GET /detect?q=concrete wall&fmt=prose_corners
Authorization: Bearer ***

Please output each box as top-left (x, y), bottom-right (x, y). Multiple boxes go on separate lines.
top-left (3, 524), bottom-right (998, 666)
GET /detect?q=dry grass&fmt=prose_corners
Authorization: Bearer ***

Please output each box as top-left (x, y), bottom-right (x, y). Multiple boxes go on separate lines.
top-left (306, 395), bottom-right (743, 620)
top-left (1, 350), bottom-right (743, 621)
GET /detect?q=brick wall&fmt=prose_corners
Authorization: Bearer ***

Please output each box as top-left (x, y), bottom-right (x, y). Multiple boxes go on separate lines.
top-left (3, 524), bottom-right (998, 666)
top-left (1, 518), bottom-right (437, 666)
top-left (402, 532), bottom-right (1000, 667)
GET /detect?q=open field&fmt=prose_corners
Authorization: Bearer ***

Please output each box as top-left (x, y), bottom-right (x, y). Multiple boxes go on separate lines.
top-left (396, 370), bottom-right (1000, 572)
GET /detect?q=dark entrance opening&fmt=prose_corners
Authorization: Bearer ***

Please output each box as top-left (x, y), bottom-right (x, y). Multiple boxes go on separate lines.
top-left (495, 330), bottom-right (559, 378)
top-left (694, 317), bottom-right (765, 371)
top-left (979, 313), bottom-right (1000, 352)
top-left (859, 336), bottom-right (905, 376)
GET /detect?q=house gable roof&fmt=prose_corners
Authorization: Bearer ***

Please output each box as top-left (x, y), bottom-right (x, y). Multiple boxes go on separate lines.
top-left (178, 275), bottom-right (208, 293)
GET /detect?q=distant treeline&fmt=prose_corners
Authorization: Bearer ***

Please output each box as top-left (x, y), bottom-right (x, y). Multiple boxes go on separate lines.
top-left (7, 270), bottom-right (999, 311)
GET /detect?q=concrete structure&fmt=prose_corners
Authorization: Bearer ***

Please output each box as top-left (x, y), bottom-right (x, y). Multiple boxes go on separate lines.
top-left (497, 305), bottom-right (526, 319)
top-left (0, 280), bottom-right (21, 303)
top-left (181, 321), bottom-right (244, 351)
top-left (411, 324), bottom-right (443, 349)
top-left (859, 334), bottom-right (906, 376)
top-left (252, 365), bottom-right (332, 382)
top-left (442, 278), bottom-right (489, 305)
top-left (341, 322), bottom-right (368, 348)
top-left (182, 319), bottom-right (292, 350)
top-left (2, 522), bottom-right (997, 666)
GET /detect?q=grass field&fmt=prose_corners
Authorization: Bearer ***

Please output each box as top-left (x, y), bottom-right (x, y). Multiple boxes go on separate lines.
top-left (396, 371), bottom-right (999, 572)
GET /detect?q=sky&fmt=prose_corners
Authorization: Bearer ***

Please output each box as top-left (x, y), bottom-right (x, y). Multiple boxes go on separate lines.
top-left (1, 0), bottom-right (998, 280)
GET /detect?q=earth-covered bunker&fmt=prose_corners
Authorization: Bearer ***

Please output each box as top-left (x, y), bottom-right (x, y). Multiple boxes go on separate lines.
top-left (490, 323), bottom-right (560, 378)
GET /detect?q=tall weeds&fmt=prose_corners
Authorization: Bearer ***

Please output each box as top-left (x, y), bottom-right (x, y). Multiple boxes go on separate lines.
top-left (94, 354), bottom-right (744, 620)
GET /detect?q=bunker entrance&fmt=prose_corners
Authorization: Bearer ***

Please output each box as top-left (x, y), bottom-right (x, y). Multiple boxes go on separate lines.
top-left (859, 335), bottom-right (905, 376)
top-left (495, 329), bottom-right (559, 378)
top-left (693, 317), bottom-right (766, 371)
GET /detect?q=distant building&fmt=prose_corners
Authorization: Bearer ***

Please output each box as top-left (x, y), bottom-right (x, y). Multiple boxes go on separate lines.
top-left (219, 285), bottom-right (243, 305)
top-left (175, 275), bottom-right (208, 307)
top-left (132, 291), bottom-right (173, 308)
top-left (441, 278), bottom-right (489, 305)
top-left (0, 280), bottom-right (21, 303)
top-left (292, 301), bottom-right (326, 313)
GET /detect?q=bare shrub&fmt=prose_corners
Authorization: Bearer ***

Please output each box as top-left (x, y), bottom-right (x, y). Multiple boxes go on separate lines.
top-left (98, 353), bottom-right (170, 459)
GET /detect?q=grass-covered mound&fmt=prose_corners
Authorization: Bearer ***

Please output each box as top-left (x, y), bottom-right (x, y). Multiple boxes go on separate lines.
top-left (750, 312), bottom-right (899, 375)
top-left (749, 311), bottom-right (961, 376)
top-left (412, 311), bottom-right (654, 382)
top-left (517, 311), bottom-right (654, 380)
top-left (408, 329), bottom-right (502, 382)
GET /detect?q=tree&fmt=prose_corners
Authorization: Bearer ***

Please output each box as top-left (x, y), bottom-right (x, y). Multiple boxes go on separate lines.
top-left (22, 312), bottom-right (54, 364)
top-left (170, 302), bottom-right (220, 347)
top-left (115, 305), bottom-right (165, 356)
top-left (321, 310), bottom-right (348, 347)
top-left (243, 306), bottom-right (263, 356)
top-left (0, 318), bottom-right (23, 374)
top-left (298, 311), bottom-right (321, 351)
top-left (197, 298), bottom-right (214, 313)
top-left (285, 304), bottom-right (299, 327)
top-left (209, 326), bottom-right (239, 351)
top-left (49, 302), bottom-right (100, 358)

◆ ◆ ◆

→ TASK DESCRIPTION
A full, exact repeat of the entries above is required.

→ SOLUTION TO THIS TASK
GET /detect?q=concrete wall&fmt=prose_corners
Authorization: Bearer ***

Please output each box as top-left (x, y), bottom-right (x, y). Multiple boxes go on separate lines.
top-left (3, 524), bottom-right (998, 666)
GET /detect?q=dry grass&fmt=prose_corners
Authorization: Bearer ***

Please output each box as top-left (x, y), bottom-right (x, y). Multiple boxes go on separate lines.
top-left (306, 395), bottom-right (743, 620)
top-left (1, 350), bottom-right (743, 621)
GET /detect?q=brick wall&fmt=prose_corners
Authorization: Bearer ***

Please output each box as top-left (x, y), bottom-right (x, y). Multiple boxes go on separate lines.
top-left (3, 524), bottom-right (998, 666)
top-left (1, 518), bottom-right (437, 666)
top-left (402, 532), bottom-right (1000, 667)
GET /detect?q=open field&fmt=prose_corners
Authorization: Bearer ***

Please output each box as top-left (x, y), bottom-right (x, y). Multiple boxes go on separate lines.
top-left (396, 370), bottom-right (1000, 572)
GET /detect?q=dark entrance opening&fmt=prose_corners
Authorization: Bearer ***

Please output each box as top-left (x, y), bottom-right (x, y). Multiple boxes go on separate lines.
top-left (495, 330), bottom-right (559, 378)
top-left (694, 317), bottom-right (765, 371)
top-left (979, 313), bottom-right (1000, 352)
top-left (859, 336), bottom-right (905, 376)
GET /detect?q=house gable roof&fmt=prose_corners
Authorization: Bearer ***

Please output each box as top-left (x, y), bottom-right (x, y). Multiple boxes go on separate lines.
top-left (178, 275), bottom-right (208, 293)
GET /detect?q=distant treeline&fmt=prose_corners
Authorization: Bearer ***

Please output each box as top-left (x, y), bottom-right (x, y). Multiple boxes go on separate lines.
top-left (7, 270), bottom-right (999, 311)
GET /detect?q=concrete structure&fmt=prose_corners
Authorization: Bearer ***

Please output each box as top-left (x, y), bottom-right (x, y). Multiple boxes go on separate lines.
top-left (497, 305), bottom-right (526, 319)
top-left (0, 280), bottom-right (21, 303)
top-left (181, 321), bottom-right (244, 351)
top-left (411, 324), bottom-right (443, 349)
top-left (859, 334), bottom-right (906, 376)
top-left (252, 365), bottom-right (332, 382)
top-left (442, 278), bottom-right (489, 305)
top-left (341, 322), bottom-right (368, 348)
top-left (182, 319), bottom-right (292, 350)
top-left (2, 522), bottom-right (997, 666)
GET /detect?q=grass field&fmt=prose_corners
Authorization: Bearer ***

Please output each box as top-left (x, y), bottom-right (x, y). Multiple boxes go on separate lines.
top-left (396, 371), bottom-right (999, 572)
GET /detect?q=sky&fmt=prose_corners
Authorization: Bearer ***

Please output each box as top-left (x, y), bottom-right (x, y). Multiple boxes go on separate lines.
top-left (1, 0), bottom-right (998, 280)
GET /detect?q=earth-covered bunker&fmt=prose_corners
Authorization: Bearer ***

Please output each box as top-left (x, y), bottom-right (x, y). Multiple boxes go on separate lines.
top-left (490, 323), bottom-right (560, 378)
GET /detect?q=tall weeds&fmt=prose_corners
Authorization: Bearer ***

Please output each box as top-left (x, y), bottom-right (x, y). Multiple boxes go on separate lines.
top-left (94, 354), bottom-right (744, 620)
GET /detect?q=bunker entrance&fmt=prose_corners
Authorization: Bearer ***

Please output each box as top-left (x, y), bottom-right (x, y). Multiple boxes go on separate lines.
top-left (859, 335), bottom-right (905, 376)
top-left (495, 329), bottom-right (559, 378)
top-left (693, 317), bottom-right (766, 371)
GET /detect?q=distant building&fmt=prose_corners
Authorization: Bearer ***

Please output each box as top-left (x, y), bottom-right (x, y). Multiple boxes go on separate lines.
top-left (219, 285), bottom-right (243, 305)
top-left (175, 275), bottom-right (208, 307)
top-left (132, 291), bottom-right (173, 308)
top-left (441, 278), bottom-right (489, 305)
top-left (0, 280), bottom-right (21, 303)
top-left (292, 301), bottom-right (326, 313)
GET /detect?q=bare shrub&fmt=prose_corners
Authorization: Bearer ***

Please output each box as top-left (x, y), bottom-right (x, y). Multiple boxes go on separate lines.
top-left (98, 353), bottom-right (170, 459)
GET /detect?q=grass-covered mound&fmt=prose_corners
Authorization: Bearer ***

Please output each box as top-left (x, y), bottom-right (x, y). Multiple boxes go on separate lines.
top-left (750, 312), bottom-right (899, 375)
top-left (749, 311), bottom-right (961, 376)
top-left (412, 311), bottom-right (654, 382)
top-left (517, 311), bottom-right (654, 380)
top-left (408, 329), bottom-right (502, 382)
GET /detect?q=tree&fmt=prose_corners
Authorization: Bearer ***

Please output each box as top-left (x, y), bottom-right (x, y). Multiple boxes go on separate lines.
top-left (22, 312), bottom-right (54, 364)
top-left (170, 302), bottom-right (220, 347)
top-left (115, 305), bottom-right (165, 356)
top-left (321, 310), bottom-right (348, 347)
top-left (243, 306), bottom-right (263, 356)
top-left (0, 318), bottom-right (23, 374)
top-left (298, 311), bottom-right (321, 351)
top-left (197, 298), bottom-right (214, 313)
top-left (285, 304), bottom-right (299, 327)
top-left (209, 326), bottom-right (239, 351)
top-left (49, 302), bottom-right (100, 358)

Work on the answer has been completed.